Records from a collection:
○ ○ ○ ○ ○

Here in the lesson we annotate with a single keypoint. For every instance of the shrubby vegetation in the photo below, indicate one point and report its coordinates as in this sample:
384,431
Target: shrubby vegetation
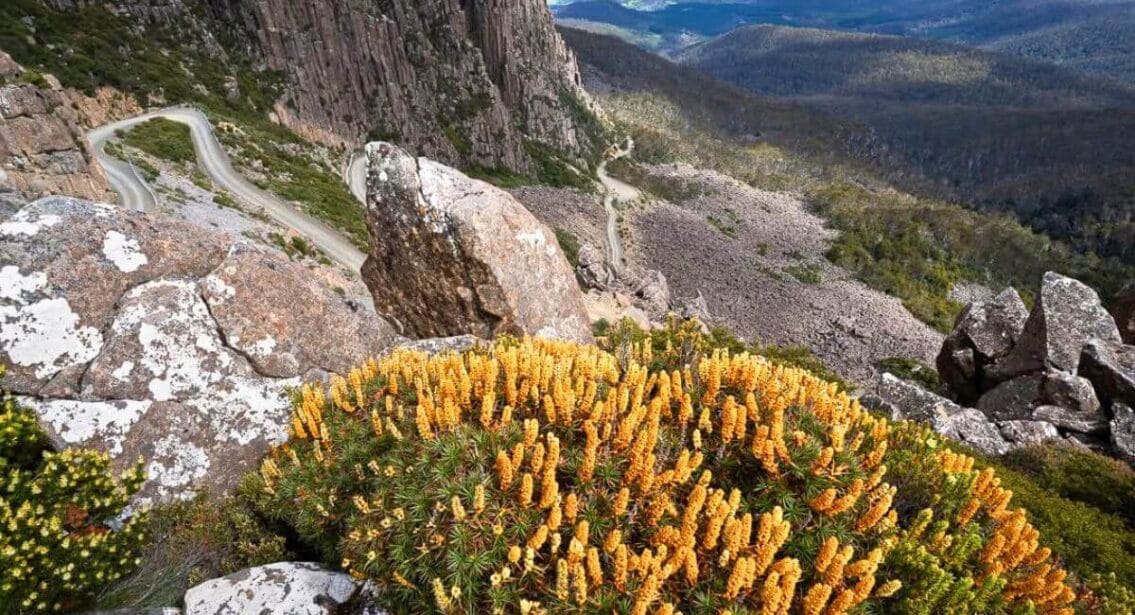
162,138
664,474
57,544
188,542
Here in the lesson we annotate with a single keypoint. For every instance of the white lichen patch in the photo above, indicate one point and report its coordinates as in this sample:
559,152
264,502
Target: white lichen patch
176,463
124,371
124,252
47,336
27,224
218,288
15,285
181,351
262,348
84,423
245,410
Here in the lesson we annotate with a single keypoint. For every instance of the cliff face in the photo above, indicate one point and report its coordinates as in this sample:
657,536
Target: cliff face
460,81
42,146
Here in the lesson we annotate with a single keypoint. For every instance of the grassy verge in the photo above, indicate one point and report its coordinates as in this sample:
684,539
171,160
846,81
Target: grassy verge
162,138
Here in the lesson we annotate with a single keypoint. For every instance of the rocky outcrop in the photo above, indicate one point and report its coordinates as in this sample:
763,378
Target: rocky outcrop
42,146
465,82
148,337
453,255
1059,375
984,333
1066,316
286,587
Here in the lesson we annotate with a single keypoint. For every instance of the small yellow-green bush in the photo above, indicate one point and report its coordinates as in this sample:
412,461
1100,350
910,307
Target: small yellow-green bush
544,477
57,548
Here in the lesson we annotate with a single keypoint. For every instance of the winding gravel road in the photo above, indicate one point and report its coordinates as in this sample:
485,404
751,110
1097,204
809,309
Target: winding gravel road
215,162
616,192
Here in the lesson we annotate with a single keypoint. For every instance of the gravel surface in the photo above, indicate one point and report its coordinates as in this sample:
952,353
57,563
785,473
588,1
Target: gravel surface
753,279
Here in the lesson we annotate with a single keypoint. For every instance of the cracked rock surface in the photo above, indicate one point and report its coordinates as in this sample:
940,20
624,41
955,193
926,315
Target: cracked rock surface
149,337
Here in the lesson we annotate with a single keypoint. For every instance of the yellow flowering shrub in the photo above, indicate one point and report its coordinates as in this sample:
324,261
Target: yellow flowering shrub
537,477
57,548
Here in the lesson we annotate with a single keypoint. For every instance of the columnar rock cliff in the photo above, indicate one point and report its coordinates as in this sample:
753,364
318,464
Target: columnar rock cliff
459,81
42,148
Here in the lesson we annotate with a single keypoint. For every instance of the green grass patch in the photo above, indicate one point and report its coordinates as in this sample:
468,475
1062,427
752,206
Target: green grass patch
162,138
805,272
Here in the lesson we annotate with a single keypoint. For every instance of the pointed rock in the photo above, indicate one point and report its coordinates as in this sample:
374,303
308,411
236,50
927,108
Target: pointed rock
1111,370
1066,316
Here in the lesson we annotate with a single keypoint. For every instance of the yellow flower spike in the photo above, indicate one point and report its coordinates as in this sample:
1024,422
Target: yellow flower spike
524,497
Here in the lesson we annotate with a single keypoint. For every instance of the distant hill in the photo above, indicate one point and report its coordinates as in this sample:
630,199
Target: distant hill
1091,35
1049,144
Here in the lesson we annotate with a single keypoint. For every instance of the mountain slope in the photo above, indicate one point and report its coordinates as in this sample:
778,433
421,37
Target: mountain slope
1085,34
472,83
1042,142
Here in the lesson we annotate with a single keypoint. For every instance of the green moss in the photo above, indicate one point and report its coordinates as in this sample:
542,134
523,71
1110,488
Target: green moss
164,138
188,542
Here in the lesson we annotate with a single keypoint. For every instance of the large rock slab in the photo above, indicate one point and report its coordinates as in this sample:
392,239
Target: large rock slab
276,316
286,587
1012,399
913,402
1028,432
453,255
149,338
1066,316
1111,370
974,429
1069,420
66,263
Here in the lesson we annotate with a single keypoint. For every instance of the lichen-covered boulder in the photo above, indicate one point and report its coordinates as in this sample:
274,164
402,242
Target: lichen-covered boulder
983,333
285,321
286,587
1111,370
1028,432
913,402
974,429
1012,399
1066,316
453,255
150,338
1070,420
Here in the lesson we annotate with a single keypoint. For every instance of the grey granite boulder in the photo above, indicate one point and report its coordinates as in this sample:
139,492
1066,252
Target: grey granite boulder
910,401
1072,392
145,337
1069,420
1012,399
1111,370
983,333
1123,432
454,255
1067,314
1028,432
285,588
974,429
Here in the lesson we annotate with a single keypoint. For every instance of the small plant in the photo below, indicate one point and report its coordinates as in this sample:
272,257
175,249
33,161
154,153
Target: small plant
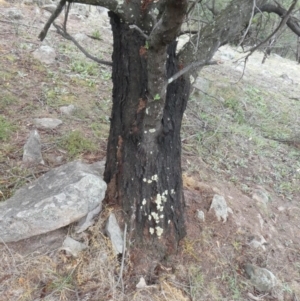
75,143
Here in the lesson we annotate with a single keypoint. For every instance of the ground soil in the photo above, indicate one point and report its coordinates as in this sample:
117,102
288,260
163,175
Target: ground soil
210,260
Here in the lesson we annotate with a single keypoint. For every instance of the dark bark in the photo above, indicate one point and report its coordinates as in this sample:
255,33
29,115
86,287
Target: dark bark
143,168
292,22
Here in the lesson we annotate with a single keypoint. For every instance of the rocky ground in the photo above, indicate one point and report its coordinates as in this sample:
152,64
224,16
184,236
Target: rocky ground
241,137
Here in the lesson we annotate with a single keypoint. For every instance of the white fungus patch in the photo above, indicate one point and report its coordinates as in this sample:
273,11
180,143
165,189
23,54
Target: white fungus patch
159,231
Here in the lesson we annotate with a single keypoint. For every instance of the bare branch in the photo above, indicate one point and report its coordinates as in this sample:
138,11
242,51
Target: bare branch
187,69
292,22
69,37
249,24
282,23
54,15
112,5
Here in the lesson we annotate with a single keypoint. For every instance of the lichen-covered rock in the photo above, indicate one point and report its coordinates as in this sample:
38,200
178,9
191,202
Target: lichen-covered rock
60,197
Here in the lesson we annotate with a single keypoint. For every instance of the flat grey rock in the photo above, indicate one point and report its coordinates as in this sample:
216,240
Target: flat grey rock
32,154
60,197
45,54
47,123
262,279
113,231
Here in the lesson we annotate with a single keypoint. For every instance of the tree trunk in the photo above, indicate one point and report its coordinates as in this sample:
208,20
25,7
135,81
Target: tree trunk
143,168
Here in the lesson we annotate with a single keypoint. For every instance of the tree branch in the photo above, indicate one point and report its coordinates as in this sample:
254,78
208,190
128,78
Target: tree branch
69,37
282,23
52,18
291,22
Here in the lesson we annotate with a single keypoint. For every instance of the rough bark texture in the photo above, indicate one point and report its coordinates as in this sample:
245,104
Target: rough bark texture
143,168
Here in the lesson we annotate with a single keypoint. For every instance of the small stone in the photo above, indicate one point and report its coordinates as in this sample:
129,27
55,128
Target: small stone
220,207
72,246
32,153
14,13
142,283
47,123
261,196
113,231
45,54
50,8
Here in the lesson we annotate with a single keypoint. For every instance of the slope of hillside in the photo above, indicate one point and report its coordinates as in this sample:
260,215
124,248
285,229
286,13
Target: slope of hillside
241,140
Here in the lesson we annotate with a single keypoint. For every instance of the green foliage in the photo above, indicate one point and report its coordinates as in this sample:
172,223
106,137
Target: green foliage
75,143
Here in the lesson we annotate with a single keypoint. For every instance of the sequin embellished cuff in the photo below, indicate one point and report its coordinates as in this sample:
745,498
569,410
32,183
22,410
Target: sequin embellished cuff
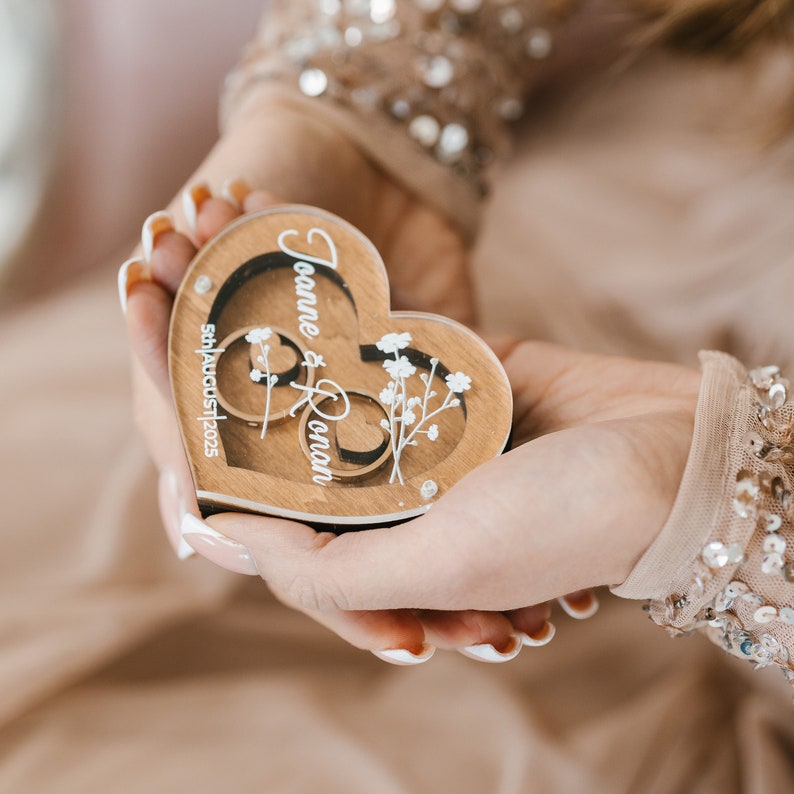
426,88
723,564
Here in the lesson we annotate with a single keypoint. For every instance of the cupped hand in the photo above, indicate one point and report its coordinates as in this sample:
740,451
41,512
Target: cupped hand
600,448
425,257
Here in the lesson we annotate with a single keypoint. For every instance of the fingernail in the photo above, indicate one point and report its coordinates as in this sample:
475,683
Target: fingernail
217,548
235,191
543,636
131,272
192,199
172,510
581,605
400,656
487,652
155,225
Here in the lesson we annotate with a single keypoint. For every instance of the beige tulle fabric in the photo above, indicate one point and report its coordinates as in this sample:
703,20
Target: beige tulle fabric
640,215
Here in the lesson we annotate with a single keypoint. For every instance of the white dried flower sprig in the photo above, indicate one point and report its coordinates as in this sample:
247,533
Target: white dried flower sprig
408,415
260,336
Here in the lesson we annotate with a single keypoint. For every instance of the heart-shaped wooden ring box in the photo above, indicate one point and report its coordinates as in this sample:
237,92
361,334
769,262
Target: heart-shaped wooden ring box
300,395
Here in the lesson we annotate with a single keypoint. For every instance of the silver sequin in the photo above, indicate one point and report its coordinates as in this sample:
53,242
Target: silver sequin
437,71
538,43
454,139
764,377
202,285
313,82
765,614
424,129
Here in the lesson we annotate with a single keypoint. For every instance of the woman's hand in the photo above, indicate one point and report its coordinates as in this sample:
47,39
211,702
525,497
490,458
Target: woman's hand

○ ○ ○ ○ ○

**EXERCISE INSTRUCTIONS**.
Among the lines above, some may hold the string "below". State how many, giving the number alone.

**YOUR SOLUTION**.
3